▶ _DATA FOR PROCESSING_
begin
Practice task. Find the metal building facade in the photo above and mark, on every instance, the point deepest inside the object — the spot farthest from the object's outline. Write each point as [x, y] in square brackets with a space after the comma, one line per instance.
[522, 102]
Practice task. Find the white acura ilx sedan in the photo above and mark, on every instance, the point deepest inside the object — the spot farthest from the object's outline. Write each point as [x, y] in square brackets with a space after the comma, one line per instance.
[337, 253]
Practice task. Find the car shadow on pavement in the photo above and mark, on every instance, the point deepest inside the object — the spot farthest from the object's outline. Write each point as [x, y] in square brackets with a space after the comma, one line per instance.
end
▶ _STATED TASK_
Rewrite every line of the records above as a numbered list, skipping any blank lines.

▶ _TASK SOLUTION_
1. Practice task. Find the metal building facade in the photo above and mark, on every instance, the point deepest inside the object — the spot farthest from the object's outline. Write each point as [x, y] in square brackets with a space after the comma, one line per instance.
2. [522, 102]
3. Practice task. Find the white acura ilx sedan in the photo above and mark, on every instance, the point deepest inside the object — the spot farthest from the object's outline. Write each point as [x, y] in square brackets with a space after the comma, one line per instance.
4. [337, 253]
5. Practice task. Find the car shadow on pavement in the photo above and mark, on every instance, the point deepest inside the object — the spot farthest from the object's outline. Write each point as [x, y] in square brackets with a space after the comma, one line per instance.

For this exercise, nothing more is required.